▶ _Document passage_
——————

Copper was discovered at Moonta in 1861 by a shepherd, Patrick Ryan, working for Captain WW Hughes. By 1876 dividends on the rich Moonta Mine totalled 100 million pounds - the first Australian mine to reach this figure. By this time Moonta was the largest town in country South Australia, with a population of 12,000. By the 1880s the population had almost doubled to 20,000.

Three years after the Moonta mine commenced, it was employing 1,000 miners. Many of these were Cornishmen who had previously worked at Burra, Kapunda, or in the Victorian goldfields. However, the largest number of Moonta miners came direct from the tin mines of Cornwall. In 1865, 43% of the total number of arrivals in South Australia were Cornish. The last major immigration was in 1882-1883, when the mining company sent Captain Richard Piper to recruit 50 good miners. In March 1883 he sent back 408 Cornish people. In 1889 Hughes' other copper mine at Wallaroo was combined with the Moonta company.

——————

▶ _Work to complete_
(1) In the Moonta mining passage, how many Cornish people did Captain Richard Piper send back in March 1883?
(2) Copy the Moonta mining passage from "Copper was discovered" up to and including "doubled to 20,000.".
The entries are not needed.

▶ _Named-object pointing entries_
——————

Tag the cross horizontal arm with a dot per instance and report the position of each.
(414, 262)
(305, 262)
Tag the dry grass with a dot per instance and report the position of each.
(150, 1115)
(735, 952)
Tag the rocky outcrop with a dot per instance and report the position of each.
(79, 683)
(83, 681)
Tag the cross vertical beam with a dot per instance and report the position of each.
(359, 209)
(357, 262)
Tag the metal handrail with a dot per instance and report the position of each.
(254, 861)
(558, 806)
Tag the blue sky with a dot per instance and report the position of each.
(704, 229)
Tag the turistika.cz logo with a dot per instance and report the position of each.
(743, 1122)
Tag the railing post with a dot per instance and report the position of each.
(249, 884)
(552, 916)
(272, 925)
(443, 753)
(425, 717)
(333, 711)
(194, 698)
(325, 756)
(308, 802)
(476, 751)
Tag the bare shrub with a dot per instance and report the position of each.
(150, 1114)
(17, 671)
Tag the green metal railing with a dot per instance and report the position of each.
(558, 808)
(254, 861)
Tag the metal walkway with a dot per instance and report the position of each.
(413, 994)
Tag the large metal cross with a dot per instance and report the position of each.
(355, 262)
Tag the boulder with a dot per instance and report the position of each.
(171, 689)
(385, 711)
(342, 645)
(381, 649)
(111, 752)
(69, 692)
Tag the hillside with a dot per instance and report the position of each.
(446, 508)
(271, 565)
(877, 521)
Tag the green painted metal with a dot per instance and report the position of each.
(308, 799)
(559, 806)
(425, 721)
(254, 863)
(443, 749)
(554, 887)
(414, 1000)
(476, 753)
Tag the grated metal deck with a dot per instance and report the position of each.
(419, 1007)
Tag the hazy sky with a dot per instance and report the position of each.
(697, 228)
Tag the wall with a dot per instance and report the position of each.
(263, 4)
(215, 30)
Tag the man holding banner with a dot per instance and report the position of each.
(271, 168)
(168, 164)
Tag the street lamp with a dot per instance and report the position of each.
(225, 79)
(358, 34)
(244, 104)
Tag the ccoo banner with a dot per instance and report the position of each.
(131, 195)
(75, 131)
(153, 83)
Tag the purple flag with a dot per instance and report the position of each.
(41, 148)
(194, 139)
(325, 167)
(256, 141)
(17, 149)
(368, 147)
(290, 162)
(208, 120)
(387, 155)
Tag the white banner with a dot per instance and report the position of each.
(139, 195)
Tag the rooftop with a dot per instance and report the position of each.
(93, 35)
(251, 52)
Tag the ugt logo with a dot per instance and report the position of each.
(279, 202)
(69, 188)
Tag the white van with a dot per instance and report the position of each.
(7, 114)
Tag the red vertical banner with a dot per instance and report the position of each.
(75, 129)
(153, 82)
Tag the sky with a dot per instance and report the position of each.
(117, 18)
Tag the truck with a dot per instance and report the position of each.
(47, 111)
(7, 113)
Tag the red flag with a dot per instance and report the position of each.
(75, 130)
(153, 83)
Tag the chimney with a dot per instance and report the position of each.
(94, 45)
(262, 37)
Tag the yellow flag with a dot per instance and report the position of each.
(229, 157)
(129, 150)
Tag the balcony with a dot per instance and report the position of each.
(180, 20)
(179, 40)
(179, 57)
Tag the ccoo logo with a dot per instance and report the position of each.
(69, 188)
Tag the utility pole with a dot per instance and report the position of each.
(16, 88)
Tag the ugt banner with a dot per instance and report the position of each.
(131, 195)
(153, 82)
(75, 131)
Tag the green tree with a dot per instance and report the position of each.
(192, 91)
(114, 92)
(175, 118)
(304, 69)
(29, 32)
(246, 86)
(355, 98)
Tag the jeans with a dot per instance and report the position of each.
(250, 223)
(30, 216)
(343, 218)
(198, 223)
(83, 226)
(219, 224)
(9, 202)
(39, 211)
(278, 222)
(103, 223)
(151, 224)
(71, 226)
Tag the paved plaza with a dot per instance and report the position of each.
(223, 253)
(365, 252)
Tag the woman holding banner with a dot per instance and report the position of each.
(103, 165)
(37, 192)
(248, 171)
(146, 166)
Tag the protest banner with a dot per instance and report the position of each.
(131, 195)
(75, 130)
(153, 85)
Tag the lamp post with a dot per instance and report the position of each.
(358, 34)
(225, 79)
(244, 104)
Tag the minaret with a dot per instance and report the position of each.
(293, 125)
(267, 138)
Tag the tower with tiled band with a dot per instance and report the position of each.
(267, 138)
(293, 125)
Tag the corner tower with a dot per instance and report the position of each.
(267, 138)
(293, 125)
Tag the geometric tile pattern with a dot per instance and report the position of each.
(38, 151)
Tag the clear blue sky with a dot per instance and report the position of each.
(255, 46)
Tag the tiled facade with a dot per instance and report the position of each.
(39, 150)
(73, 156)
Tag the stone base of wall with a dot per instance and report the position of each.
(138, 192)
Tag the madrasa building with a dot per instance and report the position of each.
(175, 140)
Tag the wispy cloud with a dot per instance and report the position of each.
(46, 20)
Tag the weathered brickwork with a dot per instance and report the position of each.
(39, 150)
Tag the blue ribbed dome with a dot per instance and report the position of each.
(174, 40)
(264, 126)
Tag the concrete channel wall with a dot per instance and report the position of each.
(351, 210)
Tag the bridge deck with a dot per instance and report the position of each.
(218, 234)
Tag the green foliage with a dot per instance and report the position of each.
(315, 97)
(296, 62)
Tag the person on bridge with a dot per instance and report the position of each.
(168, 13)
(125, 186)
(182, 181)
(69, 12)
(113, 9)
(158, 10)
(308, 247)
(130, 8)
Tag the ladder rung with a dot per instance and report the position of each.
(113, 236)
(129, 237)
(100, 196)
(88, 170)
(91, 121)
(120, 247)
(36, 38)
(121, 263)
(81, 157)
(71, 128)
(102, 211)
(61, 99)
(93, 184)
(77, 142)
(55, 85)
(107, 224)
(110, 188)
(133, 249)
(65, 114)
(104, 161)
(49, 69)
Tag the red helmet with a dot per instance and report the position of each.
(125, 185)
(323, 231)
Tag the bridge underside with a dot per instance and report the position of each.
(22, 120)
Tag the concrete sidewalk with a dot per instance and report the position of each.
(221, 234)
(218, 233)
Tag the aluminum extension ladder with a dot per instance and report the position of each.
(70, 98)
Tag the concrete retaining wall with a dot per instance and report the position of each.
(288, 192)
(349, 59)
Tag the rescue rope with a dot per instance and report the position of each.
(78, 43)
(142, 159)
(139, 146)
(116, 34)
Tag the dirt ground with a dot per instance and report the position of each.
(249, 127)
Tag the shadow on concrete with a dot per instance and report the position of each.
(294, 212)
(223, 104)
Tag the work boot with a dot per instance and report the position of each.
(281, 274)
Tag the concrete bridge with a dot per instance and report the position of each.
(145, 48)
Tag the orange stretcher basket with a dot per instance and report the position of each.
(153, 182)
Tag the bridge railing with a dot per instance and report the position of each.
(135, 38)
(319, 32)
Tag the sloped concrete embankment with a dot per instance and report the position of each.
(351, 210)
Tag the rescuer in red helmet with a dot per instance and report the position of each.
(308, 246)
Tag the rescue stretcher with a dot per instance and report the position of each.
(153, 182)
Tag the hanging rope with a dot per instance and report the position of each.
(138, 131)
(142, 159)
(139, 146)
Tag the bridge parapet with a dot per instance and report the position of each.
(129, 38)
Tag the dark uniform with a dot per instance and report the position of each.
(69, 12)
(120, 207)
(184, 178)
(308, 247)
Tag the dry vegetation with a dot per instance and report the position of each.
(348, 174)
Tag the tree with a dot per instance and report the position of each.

——————

▶ _Replies_
(1) 408 Cornish people.

(2)
Copper was discovered at Moonta in 1861 by a shepherd, Patrick Ryan, working for Captain WW Hughes. By 1876 dividends on the rich Moonta Mine totalled 100 million pounds - the first Australian mine to reach this figure. By this time Moonta was the largest town in country South Australia, with a population of 12,000. By the 1880s the population had almost doubled to 20,000.